### What to produce
Format every line of the listing below as a numbered list, leaving out the blank lines.

— START Given entries —

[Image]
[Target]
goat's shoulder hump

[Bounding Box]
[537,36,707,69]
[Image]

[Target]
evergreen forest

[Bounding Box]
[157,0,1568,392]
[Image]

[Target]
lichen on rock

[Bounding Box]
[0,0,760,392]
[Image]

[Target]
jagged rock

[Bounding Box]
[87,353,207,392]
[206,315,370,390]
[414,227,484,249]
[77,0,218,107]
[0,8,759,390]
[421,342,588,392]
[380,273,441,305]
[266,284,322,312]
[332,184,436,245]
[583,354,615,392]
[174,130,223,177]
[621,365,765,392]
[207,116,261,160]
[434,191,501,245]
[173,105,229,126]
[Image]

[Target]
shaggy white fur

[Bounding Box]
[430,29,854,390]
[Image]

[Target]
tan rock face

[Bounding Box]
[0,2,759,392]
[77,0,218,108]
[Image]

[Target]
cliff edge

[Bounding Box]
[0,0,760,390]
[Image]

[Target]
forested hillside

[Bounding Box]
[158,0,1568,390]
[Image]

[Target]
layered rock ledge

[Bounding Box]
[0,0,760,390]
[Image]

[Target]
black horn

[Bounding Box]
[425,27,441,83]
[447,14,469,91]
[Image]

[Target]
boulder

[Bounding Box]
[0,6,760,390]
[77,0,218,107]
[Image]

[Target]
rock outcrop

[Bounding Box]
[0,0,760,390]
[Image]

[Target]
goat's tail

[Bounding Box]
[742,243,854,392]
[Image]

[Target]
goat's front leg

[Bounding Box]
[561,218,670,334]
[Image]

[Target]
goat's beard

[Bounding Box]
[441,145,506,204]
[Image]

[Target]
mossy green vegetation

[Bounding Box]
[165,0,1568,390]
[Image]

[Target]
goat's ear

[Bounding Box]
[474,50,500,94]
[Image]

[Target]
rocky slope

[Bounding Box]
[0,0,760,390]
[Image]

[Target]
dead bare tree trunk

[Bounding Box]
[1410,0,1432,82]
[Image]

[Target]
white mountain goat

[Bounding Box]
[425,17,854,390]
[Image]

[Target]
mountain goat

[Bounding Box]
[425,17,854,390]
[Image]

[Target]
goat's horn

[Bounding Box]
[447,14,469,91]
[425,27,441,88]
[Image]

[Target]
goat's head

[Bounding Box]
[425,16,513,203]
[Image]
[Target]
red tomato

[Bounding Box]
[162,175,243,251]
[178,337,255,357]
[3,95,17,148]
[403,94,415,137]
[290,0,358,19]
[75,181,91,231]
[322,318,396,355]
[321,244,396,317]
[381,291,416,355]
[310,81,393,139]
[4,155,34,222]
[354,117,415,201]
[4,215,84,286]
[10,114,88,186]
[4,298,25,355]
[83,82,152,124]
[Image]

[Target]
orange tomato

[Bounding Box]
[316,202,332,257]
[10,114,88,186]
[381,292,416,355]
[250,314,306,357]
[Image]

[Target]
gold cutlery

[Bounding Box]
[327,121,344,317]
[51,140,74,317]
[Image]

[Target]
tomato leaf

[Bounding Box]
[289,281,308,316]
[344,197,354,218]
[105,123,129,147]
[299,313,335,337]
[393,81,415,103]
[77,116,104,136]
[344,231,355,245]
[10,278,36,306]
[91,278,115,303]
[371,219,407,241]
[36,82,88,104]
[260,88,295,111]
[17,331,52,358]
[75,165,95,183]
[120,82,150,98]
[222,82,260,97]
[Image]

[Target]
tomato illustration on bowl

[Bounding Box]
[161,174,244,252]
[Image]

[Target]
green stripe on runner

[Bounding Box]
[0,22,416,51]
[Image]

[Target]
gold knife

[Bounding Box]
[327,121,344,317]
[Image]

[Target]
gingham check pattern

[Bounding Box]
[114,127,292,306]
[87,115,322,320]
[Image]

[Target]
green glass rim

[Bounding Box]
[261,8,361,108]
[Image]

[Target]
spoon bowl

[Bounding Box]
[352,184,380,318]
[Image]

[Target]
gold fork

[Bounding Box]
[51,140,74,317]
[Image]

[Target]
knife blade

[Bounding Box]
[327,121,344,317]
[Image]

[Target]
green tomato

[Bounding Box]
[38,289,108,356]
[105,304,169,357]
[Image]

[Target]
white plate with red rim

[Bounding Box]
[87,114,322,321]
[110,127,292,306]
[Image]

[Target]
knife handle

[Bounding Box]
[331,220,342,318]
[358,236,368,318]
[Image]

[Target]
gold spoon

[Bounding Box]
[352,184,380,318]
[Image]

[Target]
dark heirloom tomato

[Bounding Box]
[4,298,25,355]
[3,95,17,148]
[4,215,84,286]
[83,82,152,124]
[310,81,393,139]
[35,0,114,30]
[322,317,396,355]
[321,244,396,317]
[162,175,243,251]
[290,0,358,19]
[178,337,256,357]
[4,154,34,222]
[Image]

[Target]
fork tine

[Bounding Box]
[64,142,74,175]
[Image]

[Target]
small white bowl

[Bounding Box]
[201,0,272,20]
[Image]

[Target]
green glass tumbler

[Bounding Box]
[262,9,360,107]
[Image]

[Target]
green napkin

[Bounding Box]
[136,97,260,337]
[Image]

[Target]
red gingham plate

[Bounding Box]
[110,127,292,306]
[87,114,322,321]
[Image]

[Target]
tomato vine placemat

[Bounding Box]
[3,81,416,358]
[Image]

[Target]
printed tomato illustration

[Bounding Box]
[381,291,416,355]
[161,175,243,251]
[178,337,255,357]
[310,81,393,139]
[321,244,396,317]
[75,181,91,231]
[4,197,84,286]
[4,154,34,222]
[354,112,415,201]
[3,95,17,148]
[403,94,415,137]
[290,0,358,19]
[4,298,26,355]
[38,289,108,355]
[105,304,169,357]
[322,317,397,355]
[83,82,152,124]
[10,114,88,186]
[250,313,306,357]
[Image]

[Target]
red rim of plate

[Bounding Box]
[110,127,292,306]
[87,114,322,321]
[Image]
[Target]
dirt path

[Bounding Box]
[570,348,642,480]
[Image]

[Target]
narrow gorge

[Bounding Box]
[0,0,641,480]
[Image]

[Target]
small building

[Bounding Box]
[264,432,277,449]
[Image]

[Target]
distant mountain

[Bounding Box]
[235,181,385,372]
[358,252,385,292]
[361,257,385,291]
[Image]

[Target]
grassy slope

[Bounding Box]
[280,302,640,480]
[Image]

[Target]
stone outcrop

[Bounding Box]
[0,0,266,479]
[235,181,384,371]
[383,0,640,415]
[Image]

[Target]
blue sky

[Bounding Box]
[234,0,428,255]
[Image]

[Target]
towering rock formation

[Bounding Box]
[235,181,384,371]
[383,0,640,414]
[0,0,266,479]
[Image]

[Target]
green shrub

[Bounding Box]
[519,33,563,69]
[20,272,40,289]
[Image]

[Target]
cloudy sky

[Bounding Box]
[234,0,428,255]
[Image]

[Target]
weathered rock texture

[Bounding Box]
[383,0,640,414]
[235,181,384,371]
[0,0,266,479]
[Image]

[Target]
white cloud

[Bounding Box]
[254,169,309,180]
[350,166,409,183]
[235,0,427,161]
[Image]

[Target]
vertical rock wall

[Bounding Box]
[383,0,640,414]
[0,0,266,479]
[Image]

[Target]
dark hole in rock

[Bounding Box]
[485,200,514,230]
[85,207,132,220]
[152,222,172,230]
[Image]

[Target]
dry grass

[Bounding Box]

— END Given entries —

### Exercise response
1. [Image]
2. [Target]
3. goat's shoulder hump
4. [Bounding Box]
5. [537,36,707,69]
6. [Image]
7. [Target]
8. evergreen forest
9. [Bounding Box]
10. [157,0,1568,392]
11. [Image]
12. [Target]
13. lichen on rock
14. [Bounding Box]
15. [0,0,760,392]
16. [Image]
17. [Target]
18. jagged rock
19. [Bounding Box]
20. [87,353,207,392]
21. [206,315,370,390]
22. [414,227,484,249]
23. [77,0,218,107]
24. [0,8,759,390]
25. [421,342,588,392]
26. [380,273,441,305]
27. [266,284,322,312]
28. [332,184,436,245]
29. [583,354,615,392]
30. [174,130,223,177]
31. [621,365,765,392]
32. [207,116,261,160]
33. [434,191,501,245]
34. [173,105,229,126]
35. [Image]
36. [Target]
37. shaggy white fur
38. [Bounding Box]
39. [430,29,854,390]
40. [Image]
41. [Target]
42. tan rock face
43. [Bounding Box]
44. [0,2,759,392]
45. [77,0,218,108]
46. [Image]
47. [Target]
48. cliff edge
49. [Bounding Box]
50. [0,0,760,390]
51. [Image]
52. [Target]
53. forested hillside
54. [Bounding Box]
55. [158,0,1568,390]
56. [Image]
57. [Target]
58. layered rock ledge
59. [Bounding Box]
60. [0,0,760,390]
61. [Image]
62. [Target]
63. black horn
64. [Bounding Box]
65. [425,27,441,83]
66. [447,14,469,91]
67. [Image]
68. [Target]
69. boulder
70. [Bounding Box]
71. [0,6,760,390]
72. [77,0,218,107]
73. [Image]
74. [Target]
75. rock outcrop
76. [Bounding Box]
77. [0,0,760,390]
78. [Image]
79. [Target]
80. goat's tail
81. [Bounding Box]
82. [742,243,854,392]
83. [Image]
84. [Target]
85. goat's front leg
86. [Bounding Box]
87. [561,218,670,334]
88. [Image]
89. [Target]
90. goat's beard
91. [Bounding Box]
92. [441,145,506,204]
93. [Image]
94. [Target]
95. mossy green vegetation
96. [Bounding Box]
97. [165,0,1568,390]
98. [Image]
99. [Target]
100. goat's ear
101. [Bounding Box]
102. [474,50,500,94]
103. [Image]
104. [Target]
105. rocky slope
106. [Bounding Box]
107. [0,0,760,390]
108. [Image]
109. [Target]
110. dead bare tree trunk
111. [Bounding Box]
112. [1410,0,1432,82]
113. [Image]
114. [Target]
115. white mountain goat
116. [Bounding Box]
117. [425,17,854,390]
118. [Image]
119. [Target]
120. mountain goat
121. [Bounding Box]
122. [425,17,854,390]
123. [Image]
124. [Target]
125. goat's horn
126. [Bounding Box]
127. [447,14,469,91]
128. [425,27,441,88]
129. [Image]
130. [Target]
131. goat's head
132. [Bounding Box]
133. [425,16,513,203]
134. [Image]
135. [Target]
136. red tomato
137. [Bounding Box]
138. [162,175,243,251]
139. [178,337,255,357]
140. [3,95,17,148]
141. [403,94,415,137]
142. [290,0,358,19]
143. [75,181,91,231]
144. [322,318,396,355]
145. [321,244,396,317]
146. [381,291,416,355]
147. [310,81,393,139]
148. [4,155,34,222]
149. [354,117,415,201]
150. [4,215,84,286]
151. [10,114,88,186]
152. [4,298,25,355]
153. [83,82,152,124]
154. [Image]
155. [Target]
156. orange tomato
157. [Bounding Box]
158. [316,202,332,257]
159. [10,114,88,186]
160. [381,292,416,355]
161. [250,314,306,357]
162. [Image]
163. [Target]
164. gold cutlery
165. [Bounding Box]
166. [327,121,344,317]
167. [51,140,74,317]
168. [Image]
169. [Target]
170. tomato leaf
171. [Bounding Box]
172. [289,281,308,316]
173. [344,197,354,218]
174. [105,123,129,147]
175. [299,313,335,337]
176. [393,81,415,103]
177. [77,116,104,136]
178. [344,231,355,245]
179. [10,278,36,306]
180. [91,278,115,303]
181. [371,219,407,241]
182. [36,82,88,104]
183. [260,88,295,111]
184. [17,331,52,358]
185. [75,165,95,183]
186. [120,82,150,98]
187. [222,82,260,97]
188. [Image]
189. [Target]
190. tomato illustration on bowl
191. [Bounding Box]
192. [161,174,244,252]
193. [Image]
194. [Target]
195. green stripe on runner
196. [Bounding Box]
197. [0,22,416,51]
198. [Image]
199. [Target]
200. gold knife
201. [Bounding Box]
202. [327,121,344,317]
203. [Image]
204. [Target]
205. gingham check pattern
206. [Bounding Box]
207. [114,127,292,306]
208. [87,115,322,320]
209. [Image]
210. [Target]
211. green glass rim
212. [Bounding Box]
213. [261,8,361,108]
214. [Image]
215. [Target]
216. spoon bowl
217. [Bounding Box]
218. [352,184,380,318]
219. [Image]
220. [Target]
221. gold fork
222. [Bounding Box]
223. [51,140,74,317]
224. [Image]
225. [Target]
226. knife blade
227. [Bounding Box]
228. [327,121,344,317]
229. [Image]
230. [Target]
231. green tomato
232. [Bounding Box]
233. [38,289,108,356]
234. [105,304,169,357]
235. [Image]
236. [Target]
237. white plate with red rim
238. [Bounding Box]
239. [87,114,322,321]
240. [110,127,292,306]
241. [Image]
242. [Target]
243. knife handle
244. [Bounding Box]
245. [331,220,342,318]
246. [358,236,368,318]
247. [Image]
248. [Target]
249. gold spoon
250. [Bounding Box]
251. [352,184,380,318]
252. [Image]
253. [Target]
254. dark heirloom tomato
255. [Bounding Box]
256. [4,298,25,355]
257. [3,95,17,148]
258. [4,215,84,286]
259. [83,82,152,124]
260. [310,81,393,139]
261. [35,0,114,30]
262. [322,317,396,355]
263. [321,244,396,317]
264. [162,175,243,251]
265. [290,0,358,19]
266. [178,337,256,357]
267. [4,154,34,222]
268. [Image]
269. [Target]
270. fork tine
271. [Bounding Box]
272. [64,142,74,175]
273. [Image]
274. [Target]
275. small white bowl
276. [Bounding Box]
277. [201,0,272,20]
278. [Image]
279. [Target]
280. green glass tumbler
281. [Bounding Box]
282. [262,9,360,107]
283. [Image]
284. [Target]
285. green napkin
286. [Bounding Box]
287. [136,97,260,337]
288. [Image]
289. [Target]
290. red gingham plate
291. [Bounding Box]
292. [110,127,292,306]
293. [87,114,322,321]
294. [Image]
295. [Target]
296. tomato vine placemat
297. [Bounding Box]
298. [3,81,416,358]
299. [Image]
300. [Target]
301. printed tomato illustration
302. [Bounding Box]
303. [381,291,416,355]
304. [161,175,243,251]
305. [178,337,255,357]
306. [310,81,393,139]
307. [321,244,396,317]
308. [75,181,91,231]
309. [4,197,84,286]
310. [4,154,34,222]
311. [354,112,415,201]
312. [3,95,17,148]
313. [403,94,415,137]
314. [290,0,358,19]
315. [4,298,26,355]
316. [38,289,108,355]
317. [105,304,169,357]
318. [322,317,397,355]
319. [83,82,152,124]
320. [10,114,88,186]
321. [250,313,306,357]
322. [Image]
323. [Target]
324. red rim of plate
325. [Bounding Box]
326. [110,127,292,306]
327. [87,114,322,321]
328. [Image]
329. [Target]
330. dirt path
331. [Bounding Box]
332. [570,348,642,480]
333. [Image]
334. [Target]
335. narrow gorge
336. [Bounding Box]
337. [0,0,641,480]
338. [Image]
339. [Target]
340. small building
341. [Bounding Box]
342. [264,432,277,449]
343. [Image]
344. [Target]
345. distant mountain
346. [Bounding Box]
347. [235,181,385,372]
348. [358,252,385,292]
349. [361,257,385,291]
350. [Image]
351. [Target]
352. grassy slope
353. [Bounding Box]
354. [280,302,640,480]
355. [Image]
356. [Target]
357. stone outcrop
358. [Bounding Box]
359. [0,0,266,479]
360. [235,181,384,371]
361. [383,0,640,415]
362. [Image]
363. [Target]
364. blue sky
365. [Bounding Box]
366. [234,0,428,255]
367. [Image]
368. [Target]
369. towering rock formation
370. [Bounding Box]
371. [235,181,384,371]
372. [383,0,640,414]
373. [0,0,266,479]
374. [Image]
375. [Target]
376. green shrub
377. [Bounding Box]
378. [519,33,563,69]
379. [20,272,40,289]
380. [Image]
381. [Target]
382. cloudy sky
383. [Bounding Box]
384. [234,0,428,255]
385. [Image]
386. [Target]
387. weathered rock texture
388. [Bounding Box]
389. [383,0,640,414]
390. [235,181,384,371]
391. [0,0,266,479]
392. [Image]
393. [Target]
394. white cloud
395. [Bounding Box]
396. [254,169,309,180]
397. [350,166,409,183]
398. [235,0,427,161]
399. [Image]
400. [Target]
401. vertical rock wall
402. [Bounding Box]
403. [383,0,640,414]
404. [0,0,266,479]
405. [Image]
406. [Target]
407. dark hole in rock
408. [Bounding Box]
409. [485,200,514,230]
410. [85,207,132,220]
411. [152,222,172,230]
412. [Image]
413. [Target]
414. dry grass
415. [Bounding Box]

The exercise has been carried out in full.